> [Provided information]
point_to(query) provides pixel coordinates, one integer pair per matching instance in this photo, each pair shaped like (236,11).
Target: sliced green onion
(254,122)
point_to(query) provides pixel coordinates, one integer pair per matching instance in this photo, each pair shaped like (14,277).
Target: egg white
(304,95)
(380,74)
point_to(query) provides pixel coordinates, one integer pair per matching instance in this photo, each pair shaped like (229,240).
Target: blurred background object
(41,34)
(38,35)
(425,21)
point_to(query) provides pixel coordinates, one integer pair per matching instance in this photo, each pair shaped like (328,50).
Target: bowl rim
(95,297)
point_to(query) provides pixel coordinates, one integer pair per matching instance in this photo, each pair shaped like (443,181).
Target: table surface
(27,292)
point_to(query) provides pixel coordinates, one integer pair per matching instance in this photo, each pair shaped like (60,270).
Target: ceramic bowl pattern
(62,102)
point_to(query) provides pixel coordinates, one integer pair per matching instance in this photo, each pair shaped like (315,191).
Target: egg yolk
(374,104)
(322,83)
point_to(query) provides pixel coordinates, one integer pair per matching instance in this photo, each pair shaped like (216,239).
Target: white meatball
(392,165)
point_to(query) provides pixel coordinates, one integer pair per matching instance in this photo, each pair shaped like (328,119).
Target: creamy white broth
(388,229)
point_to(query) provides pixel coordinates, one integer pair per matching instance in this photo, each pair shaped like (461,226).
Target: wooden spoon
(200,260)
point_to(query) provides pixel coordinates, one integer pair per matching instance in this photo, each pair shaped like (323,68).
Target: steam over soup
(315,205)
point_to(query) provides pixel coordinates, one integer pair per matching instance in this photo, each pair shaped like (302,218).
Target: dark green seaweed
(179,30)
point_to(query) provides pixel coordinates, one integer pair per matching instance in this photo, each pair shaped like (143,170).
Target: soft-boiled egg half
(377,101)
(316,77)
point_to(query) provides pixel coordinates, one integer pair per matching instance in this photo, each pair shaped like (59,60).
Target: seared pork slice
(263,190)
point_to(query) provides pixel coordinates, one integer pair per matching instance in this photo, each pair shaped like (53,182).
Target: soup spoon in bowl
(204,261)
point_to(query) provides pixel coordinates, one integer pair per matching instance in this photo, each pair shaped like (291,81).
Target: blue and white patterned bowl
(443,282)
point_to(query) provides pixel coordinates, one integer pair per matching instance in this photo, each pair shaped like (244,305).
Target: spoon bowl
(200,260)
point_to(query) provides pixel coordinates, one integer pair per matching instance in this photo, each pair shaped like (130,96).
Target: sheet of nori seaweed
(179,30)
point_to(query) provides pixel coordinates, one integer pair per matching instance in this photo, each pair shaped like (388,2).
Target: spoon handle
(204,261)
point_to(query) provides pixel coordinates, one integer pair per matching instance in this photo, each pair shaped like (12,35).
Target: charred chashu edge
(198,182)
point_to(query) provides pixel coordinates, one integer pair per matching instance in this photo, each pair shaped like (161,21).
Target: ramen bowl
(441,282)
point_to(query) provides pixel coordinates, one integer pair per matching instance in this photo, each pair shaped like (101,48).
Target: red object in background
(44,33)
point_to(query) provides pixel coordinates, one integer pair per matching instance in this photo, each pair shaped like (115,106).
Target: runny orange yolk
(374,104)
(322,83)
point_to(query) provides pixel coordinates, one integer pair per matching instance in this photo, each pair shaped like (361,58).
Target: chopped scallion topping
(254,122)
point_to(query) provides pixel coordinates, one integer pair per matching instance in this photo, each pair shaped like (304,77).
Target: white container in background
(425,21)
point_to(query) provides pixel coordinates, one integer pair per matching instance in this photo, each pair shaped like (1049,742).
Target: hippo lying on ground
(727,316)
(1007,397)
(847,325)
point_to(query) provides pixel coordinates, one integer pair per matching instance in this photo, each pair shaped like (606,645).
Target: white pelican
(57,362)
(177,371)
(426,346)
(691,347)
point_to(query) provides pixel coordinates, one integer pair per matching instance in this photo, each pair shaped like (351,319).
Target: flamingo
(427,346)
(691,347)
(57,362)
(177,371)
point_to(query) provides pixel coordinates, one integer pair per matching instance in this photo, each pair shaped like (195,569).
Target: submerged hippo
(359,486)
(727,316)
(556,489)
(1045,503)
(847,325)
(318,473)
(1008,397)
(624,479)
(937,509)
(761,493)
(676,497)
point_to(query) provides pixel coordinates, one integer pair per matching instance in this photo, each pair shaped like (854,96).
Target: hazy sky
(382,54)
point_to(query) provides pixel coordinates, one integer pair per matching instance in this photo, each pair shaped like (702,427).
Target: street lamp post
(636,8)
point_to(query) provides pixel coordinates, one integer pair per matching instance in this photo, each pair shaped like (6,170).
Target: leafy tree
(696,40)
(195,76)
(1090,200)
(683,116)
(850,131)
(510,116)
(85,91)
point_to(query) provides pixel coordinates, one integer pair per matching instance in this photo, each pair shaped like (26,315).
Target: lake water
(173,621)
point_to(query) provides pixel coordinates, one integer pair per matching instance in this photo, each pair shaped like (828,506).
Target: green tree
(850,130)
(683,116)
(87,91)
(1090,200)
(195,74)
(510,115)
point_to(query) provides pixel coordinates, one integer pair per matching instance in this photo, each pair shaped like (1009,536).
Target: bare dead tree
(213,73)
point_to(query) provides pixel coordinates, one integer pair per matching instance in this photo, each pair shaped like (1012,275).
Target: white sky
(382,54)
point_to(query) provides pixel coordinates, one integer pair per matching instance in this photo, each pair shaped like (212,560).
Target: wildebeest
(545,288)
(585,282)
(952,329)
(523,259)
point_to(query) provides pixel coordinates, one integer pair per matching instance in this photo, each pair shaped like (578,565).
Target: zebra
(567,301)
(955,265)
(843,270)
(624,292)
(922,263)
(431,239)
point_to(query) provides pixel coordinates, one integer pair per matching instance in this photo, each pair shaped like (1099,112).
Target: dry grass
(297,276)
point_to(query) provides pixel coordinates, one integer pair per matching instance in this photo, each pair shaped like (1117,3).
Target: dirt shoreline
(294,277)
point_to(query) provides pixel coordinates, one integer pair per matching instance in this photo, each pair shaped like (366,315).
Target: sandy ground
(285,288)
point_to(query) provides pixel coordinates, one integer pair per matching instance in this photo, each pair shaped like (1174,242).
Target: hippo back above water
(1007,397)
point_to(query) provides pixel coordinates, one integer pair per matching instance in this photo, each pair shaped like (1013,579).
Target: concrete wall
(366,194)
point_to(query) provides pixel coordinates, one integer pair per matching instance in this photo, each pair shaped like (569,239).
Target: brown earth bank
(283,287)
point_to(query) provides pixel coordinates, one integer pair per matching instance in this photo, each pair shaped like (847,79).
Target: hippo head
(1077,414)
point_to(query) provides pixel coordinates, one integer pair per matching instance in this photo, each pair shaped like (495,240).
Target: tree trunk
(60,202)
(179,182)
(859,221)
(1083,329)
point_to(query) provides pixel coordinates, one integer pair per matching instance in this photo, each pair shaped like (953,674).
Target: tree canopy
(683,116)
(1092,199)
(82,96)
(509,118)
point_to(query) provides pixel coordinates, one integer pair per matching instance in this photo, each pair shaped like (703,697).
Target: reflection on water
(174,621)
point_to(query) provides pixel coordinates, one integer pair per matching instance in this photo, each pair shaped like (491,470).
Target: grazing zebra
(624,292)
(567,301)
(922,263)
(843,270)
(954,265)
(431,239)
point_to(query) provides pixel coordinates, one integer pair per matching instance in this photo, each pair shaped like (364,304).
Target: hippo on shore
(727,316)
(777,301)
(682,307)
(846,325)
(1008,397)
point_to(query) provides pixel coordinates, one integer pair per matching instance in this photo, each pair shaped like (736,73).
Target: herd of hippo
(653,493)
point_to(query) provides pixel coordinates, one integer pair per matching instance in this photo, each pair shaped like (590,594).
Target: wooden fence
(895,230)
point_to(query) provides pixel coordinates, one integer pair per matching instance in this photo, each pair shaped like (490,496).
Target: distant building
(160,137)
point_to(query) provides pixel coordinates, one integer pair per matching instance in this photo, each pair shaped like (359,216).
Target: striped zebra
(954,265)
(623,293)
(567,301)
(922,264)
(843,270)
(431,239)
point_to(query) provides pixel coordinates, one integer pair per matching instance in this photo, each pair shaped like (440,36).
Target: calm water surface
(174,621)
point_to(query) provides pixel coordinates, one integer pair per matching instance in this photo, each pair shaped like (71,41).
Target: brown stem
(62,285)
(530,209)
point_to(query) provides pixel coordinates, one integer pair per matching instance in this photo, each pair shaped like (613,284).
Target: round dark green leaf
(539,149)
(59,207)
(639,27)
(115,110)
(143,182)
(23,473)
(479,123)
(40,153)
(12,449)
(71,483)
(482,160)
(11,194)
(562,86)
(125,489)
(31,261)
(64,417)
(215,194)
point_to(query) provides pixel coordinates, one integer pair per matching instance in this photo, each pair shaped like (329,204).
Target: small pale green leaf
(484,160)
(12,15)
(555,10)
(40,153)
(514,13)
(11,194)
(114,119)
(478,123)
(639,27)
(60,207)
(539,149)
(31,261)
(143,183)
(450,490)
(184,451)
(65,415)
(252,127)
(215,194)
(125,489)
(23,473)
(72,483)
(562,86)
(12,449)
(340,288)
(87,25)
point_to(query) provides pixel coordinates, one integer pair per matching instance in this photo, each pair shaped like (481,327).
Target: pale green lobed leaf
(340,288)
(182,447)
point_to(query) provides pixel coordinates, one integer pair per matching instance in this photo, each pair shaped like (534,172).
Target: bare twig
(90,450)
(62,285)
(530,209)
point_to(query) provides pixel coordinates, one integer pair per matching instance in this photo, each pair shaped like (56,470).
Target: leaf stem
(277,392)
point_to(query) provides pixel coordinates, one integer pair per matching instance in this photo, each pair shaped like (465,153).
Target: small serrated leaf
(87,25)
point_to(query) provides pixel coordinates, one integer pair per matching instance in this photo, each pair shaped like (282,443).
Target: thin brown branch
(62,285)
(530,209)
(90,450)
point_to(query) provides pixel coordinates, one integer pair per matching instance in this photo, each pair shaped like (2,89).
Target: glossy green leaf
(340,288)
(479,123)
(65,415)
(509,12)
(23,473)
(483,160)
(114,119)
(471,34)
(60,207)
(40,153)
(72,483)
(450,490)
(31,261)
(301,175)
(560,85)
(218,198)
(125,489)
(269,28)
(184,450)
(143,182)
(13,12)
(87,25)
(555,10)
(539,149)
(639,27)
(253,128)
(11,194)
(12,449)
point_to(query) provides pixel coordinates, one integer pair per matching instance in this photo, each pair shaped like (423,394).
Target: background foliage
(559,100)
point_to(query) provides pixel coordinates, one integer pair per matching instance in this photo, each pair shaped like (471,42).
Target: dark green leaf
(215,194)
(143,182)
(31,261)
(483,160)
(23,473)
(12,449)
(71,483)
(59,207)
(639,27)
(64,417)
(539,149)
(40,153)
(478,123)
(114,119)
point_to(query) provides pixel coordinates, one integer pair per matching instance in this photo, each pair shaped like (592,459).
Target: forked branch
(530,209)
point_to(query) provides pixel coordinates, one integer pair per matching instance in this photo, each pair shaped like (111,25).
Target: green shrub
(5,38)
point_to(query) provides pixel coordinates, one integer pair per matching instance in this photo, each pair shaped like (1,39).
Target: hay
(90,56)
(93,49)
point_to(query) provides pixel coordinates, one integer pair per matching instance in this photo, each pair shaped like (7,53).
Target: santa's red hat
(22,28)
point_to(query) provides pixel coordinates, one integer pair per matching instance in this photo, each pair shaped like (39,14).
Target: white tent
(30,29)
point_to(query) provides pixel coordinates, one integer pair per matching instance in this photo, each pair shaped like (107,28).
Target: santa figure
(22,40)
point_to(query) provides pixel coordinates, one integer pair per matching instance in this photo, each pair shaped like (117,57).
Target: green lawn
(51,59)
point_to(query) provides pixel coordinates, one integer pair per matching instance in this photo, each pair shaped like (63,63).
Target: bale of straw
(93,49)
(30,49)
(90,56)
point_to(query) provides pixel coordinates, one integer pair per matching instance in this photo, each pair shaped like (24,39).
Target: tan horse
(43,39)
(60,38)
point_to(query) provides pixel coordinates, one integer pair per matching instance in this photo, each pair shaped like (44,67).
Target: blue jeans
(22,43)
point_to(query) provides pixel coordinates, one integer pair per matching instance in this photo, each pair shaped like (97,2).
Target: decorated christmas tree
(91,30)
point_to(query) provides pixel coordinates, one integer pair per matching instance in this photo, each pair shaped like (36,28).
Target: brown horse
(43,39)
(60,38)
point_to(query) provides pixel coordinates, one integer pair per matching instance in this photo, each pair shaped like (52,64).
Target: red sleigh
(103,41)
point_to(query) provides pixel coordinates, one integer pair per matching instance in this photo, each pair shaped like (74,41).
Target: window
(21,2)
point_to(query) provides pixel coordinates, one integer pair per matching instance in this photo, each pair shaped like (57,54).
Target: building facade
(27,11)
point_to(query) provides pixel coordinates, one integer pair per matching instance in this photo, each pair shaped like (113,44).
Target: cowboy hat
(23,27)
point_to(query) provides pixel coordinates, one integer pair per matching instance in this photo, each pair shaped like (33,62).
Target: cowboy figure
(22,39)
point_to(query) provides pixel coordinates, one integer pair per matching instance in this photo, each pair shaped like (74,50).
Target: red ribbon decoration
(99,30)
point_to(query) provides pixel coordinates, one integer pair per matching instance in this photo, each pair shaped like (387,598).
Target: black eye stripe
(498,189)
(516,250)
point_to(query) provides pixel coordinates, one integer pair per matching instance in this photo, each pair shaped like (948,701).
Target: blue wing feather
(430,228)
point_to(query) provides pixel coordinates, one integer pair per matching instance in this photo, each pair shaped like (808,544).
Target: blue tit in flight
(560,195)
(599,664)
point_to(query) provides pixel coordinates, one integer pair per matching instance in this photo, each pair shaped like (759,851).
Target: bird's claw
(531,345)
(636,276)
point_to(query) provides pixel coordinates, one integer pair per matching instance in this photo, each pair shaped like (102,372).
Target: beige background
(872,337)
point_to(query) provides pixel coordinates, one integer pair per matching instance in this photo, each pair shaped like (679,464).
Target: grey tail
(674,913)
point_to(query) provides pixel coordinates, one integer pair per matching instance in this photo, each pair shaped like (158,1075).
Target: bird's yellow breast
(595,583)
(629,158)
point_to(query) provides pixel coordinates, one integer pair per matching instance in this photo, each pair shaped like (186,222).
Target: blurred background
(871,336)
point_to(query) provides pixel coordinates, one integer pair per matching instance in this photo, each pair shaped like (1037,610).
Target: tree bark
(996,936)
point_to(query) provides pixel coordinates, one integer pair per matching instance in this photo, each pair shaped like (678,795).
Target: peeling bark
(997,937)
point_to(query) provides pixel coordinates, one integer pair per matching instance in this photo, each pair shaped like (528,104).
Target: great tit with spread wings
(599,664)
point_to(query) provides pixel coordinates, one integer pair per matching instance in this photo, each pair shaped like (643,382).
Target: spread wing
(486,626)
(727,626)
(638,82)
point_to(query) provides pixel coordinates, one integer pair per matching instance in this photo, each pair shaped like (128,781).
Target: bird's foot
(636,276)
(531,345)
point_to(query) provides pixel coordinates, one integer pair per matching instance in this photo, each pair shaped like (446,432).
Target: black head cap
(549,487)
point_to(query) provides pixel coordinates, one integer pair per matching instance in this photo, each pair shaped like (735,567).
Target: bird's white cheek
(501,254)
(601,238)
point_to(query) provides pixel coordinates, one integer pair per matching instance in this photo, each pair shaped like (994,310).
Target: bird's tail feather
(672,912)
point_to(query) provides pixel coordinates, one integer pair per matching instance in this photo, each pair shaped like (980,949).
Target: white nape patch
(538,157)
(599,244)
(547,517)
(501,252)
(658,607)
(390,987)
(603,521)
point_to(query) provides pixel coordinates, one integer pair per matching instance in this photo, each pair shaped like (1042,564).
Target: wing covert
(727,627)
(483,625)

> [Goal of the exercise]
Scan the lines above for "Target: white tent" and for "shaped like (44,67).". Repeat exactly the line holding each of them and every line in between.

> [Written response]
Target: white tent
(30,29)
point_to(query) provides pixel coordinates, one integer pair per matching instance in this photo, each pair shaped like (107,28).
Target: santa figure
(22,40)
point_to(query) provides pixel coordinates, one integer pair per matching instance in this photo, each pair shaped like (117,57).
Target: green lawn
(51,59)
point_to(query) provides pixel coordinates, one integer pair per matching instance in this photo, each pair shaped like (63,63).
Target: bale of straw
(93,49)
(30,49)
(90,56)
point_to(query) provides pixel coordinates, one integer pair per matching instance in this photo, each pair shaped like (24,39).
Target: tan horse
(43,39)
(60,38)
point_to(query) provides pixel coordinates, one integer pair per matching instance in this photo, each pair shaped like (44,67).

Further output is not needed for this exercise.